* BEGIN Source document *

Adam Aitken is an Australian poet.

Early life

Australian writer Adam Aitken was born in London in 1960. He spent his early childhood with relatives in Thailand, and was educated at a convent in Malaysia, then a school in Perth Western Australia, before his family moved to Sydney, Australia in 1969. His father was born in Melbourne and as a young man worked as a copy-writer and advertising executive, then re-trained as a landscape architect. He was a respected ceramics critic and in the early 1970s was an activist in the Anti-Vietnam War Moratorium movement. His mother is Thai and worked in the Samuel Taylor Factory in Sydney, then as an interpreter. [1]

Contents

Career

Aitken began writing in the mid-1970s and majored in English and Art Film History at the University of Sydney. He has also completed a Master's in linguistics and a Doctorate in Creative Arts from the Centre for New Writing, University of Technology, Sydney. His doctoral thesis was titled "Writing the hybrid: Asian imaginaries in Australian literature". [2] He was associate poetry editor for HEAT magazine. [3]

Aitken has published seven full length collections of poetry, and his work appears in numerous literary journals and poetry anthologies, most recently Contemporary Australian Poetry. A graduate of the University of Sydney English Department, he studied the Metaphysical poets, Shakespeare, the Augustan poets and the Romantics, then moved on to courses in Modern American poetry and fiction under Don Anderson and Jim Tulip. There he studied creative writing informally at lunch time poetry workshops convened by Dennis Haskell, and became part of a loose community of poets then based in inner city Sydney, including Gig Ryan, John Forbes, John Tranter, Pam Brown, Kit Kelen, Stephen Kelen, and Anna Couani. He also studied Fine Arts and Cinema studies in his Honours year under film theorist Alan Cholodenko.

* END Source document *

Problem description: Please write out the Adam Aitken biography in full, word for word. The listing is material kept apart from the Adam Aitken biography.

* BEGIN Dataset excerpts *

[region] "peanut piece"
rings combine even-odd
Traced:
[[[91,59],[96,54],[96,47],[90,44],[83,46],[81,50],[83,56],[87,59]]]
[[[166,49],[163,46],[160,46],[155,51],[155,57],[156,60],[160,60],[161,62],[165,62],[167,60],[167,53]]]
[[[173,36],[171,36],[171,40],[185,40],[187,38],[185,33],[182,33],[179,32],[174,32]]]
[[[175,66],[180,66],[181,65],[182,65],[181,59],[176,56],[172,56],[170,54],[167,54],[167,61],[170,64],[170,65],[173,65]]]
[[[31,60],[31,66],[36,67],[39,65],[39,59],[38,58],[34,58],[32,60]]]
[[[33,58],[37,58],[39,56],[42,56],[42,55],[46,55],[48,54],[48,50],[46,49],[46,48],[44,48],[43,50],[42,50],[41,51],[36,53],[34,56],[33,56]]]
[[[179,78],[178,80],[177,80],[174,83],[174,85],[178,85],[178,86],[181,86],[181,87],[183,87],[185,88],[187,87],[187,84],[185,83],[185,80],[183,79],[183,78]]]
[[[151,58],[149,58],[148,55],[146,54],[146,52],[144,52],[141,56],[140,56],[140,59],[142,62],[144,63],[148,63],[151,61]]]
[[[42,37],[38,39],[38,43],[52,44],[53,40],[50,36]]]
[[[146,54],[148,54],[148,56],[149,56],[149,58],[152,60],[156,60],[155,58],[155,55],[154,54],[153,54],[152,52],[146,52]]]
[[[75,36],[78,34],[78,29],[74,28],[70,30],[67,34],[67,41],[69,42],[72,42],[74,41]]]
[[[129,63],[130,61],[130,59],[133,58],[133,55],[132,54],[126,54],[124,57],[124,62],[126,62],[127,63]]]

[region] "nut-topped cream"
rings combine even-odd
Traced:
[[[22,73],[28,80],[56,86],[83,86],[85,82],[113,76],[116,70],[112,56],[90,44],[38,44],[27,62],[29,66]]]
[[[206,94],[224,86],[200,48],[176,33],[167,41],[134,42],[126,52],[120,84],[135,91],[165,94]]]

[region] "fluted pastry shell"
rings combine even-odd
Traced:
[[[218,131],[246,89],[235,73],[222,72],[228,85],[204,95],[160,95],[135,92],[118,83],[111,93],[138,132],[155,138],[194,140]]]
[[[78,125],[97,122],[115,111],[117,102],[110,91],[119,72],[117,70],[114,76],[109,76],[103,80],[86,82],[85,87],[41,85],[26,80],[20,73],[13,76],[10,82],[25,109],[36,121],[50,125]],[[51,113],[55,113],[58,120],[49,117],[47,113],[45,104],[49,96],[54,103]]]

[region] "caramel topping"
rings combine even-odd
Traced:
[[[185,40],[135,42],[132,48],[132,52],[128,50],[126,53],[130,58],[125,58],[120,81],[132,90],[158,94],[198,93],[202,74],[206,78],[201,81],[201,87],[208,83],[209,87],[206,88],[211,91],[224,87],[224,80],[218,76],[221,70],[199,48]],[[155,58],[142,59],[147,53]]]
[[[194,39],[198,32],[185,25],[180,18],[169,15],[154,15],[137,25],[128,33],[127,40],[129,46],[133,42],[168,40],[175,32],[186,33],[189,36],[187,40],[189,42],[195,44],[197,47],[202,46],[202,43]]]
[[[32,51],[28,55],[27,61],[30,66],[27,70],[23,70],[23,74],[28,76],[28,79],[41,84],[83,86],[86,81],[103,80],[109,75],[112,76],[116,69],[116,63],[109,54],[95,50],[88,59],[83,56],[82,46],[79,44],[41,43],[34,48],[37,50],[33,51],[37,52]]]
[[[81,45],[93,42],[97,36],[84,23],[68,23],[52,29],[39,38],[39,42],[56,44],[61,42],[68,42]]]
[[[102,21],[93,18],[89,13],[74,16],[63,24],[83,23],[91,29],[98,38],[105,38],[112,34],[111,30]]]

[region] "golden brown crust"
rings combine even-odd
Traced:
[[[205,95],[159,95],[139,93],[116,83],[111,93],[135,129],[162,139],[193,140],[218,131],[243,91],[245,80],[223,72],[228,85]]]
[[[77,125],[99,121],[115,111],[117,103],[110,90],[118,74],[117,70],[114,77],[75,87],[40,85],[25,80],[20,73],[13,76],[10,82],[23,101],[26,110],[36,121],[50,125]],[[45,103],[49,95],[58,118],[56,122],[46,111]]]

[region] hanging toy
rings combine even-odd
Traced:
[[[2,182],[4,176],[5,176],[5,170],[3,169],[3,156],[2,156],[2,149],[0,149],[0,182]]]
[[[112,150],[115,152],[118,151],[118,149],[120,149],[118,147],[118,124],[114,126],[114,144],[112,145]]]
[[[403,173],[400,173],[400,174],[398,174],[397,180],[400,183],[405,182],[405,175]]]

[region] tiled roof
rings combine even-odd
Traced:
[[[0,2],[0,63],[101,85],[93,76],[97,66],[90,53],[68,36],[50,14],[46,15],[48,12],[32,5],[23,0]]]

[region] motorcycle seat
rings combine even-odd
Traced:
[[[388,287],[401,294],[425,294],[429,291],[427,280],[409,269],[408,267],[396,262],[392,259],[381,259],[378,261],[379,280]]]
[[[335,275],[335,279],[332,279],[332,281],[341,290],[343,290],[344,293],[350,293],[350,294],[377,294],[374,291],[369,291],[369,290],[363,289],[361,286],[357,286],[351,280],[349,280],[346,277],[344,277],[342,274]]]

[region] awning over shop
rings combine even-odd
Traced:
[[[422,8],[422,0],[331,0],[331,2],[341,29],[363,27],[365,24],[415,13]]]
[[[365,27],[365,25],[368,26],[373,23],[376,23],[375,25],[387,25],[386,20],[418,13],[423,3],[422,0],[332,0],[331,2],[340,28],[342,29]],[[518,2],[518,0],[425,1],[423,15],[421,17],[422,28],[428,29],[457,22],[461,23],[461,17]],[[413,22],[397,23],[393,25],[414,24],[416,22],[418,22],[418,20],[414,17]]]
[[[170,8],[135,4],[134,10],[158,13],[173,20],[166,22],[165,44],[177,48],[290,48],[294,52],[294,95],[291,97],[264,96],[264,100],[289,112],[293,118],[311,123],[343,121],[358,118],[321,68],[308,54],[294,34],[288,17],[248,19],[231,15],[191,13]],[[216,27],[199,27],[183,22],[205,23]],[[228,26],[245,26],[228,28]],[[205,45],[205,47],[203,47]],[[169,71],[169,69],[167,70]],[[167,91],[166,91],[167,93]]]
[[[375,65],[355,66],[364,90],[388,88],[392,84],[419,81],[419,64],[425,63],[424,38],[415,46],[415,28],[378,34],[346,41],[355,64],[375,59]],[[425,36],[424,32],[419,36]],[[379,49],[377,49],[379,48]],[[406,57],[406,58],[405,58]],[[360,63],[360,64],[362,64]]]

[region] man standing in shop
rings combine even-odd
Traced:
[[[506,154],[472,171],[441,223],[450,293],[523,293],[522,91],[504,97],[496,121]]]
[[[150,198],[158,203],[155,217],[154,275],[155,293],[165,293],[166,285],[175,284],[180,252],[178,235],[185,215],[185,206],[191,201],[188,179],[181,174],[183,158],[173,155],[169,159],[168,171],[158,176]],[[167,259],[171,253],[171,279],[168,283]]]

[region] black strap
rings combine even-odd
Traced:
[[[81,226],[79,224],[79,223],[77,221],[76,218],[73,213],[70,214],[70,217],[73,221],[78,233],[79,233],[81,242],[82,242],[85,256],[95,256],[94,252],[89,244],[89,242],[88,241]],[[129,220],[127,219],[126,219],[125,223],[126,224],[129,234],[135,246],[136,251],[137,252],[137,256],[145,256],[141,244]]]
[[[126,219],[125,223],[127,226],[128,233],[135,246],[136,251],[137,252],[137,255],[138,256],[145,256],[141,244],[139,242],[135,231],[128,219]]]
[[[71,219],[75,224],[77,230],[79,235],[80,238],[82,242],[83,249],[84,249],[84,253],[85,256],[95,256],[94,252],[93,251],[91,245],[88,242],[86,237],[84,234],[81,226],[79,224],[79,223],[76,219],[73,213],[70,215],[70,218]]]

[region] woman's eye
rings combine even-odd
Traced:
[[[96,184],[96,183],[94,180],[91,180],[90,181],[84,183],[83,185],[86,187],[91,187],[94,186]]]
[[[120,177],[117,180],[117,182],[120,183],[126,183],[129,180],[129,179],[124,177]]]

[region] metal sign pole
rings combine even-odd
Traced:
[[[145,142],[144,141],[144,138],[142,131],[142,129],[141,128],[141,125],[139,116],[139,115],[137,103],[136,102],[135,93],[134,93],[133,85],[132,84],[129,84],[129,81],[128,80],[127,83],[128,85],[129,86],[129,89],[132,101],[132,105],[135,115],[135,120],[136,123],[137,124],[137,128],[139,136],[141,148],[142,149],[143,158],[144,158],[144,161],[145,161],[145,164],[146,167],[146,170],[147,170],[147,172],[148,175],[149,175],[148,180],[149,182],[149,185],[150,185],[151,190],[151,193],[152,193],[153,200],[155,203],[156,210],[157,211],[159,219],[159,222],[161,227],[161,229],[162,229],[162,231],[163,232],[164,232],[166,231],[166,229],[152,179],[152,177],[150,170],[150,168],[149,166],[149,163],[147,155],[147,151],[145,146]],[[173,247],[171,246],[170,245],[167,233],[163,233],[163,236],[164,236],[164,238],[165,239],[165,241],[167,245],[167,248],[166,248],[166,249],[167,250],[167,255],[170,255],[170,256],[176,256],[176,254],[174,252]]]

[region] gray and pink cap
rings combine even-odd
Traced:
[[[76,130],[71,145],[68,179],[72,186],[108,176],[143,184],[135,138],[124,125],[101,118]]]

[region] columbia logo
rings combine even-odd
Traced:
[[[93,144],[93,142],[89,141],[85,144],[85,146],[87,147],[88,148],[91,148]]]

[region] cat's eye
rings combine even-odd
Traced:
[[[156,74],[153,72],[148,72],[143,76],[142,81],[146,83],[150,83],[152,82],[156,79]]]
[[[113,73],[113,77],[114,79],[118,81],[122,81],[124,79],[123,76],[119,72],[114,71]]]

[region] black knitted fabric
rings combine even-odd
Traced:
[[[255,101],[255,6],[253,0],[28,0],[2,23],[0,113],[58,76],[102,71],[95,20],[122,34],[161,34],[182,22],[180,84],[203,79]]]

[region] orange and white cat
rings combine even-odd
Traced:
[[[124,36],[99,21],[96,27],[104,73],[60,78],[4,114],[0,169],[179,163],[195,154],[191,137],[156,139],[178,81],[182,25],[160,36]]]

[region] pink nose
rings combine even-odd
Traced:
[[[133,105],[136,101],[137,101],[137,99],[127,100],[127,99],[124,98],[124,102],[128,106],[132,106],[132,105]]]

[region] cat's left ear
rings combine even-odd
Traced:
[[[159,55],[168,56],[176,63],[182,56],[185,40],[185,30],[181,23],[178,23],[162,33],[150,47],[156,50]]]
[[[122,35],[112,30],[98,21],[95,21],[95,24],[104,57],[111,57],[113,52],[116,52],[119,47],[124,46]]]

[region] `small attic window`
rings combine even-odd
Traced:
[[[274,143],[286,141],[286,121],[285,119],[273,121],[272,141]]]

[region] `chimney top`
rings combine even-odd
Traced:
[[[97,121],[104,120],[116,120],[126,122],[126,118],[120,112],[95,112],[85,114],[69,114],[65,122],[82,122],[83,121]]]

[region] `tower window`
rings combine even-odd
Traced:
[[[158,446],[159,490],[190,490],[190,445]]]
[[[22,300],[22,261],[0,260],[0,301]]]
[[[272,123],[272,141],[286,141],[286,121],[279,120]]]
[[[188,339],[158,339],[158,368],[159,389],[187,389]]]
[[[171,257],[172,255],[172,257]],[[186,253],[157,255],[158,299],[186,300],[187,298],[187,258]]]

* END Dataset excerpts *

Solution to the exercise:
Adam Aitken is an Australian poet.

Early life

Australian writer Adam Aitken was born in London in 1960. He spent his early childhood with relatives in Thailand, and was educated at a convent in Malaysia, then a school in Perth Western Australia, before his family moved to Sydney, Australia in 1969. His father was born in Melbourne and as a young man worked as a copy-writer and advertising executive, then re-trained as a landscape architect. He was a respected ceramics critic and in the early 1970s was an activist in the Anti-Vietnam War Moratorium movement. His mother is Thai and worked in the Samuel Taylor Factory in Sydney, then as an interpreter. [1]

Contents

Career

Aitken began writing in the mid-1970s and majored in English and Art Film History at the University of Sydney. He has also completed a Master's in linguistics and a Doctorate in Creative Arts from the Centre for New Writing, University of Technology, Sydney. His doctoral thesis was titled "Writing the hybrid: Asian imaginaries in Australian literature". [2] He was associate poetry editor for HEAT magazine. [3]

Aitken has published seven full length collections of poetry, and his work appears in numerous literary journals and poetry anthologies, most recently Contemporary Australian Poetry. A graduate of the University of Sydney English Department, he studied the Metaphysical poets, Shakespeare, the Augustan poets and the Romantics, then moved on to courses in Modern American poetry and fiction under Don Anderson and Jim Tulip. There he studied creative writing informally at lunch time poetry workshops convened by Dennis Haskell, and became part of a loose community of poets then based in inner city Sydney, including Gig Ryan, John Forbes, John Tranter, Pam Brown, Kit Kelen, Stephen Kelen, and Anna Couani. He also studied Fine Arts and Cinema studies in his Honours year under film theorist Alan Cholodenko.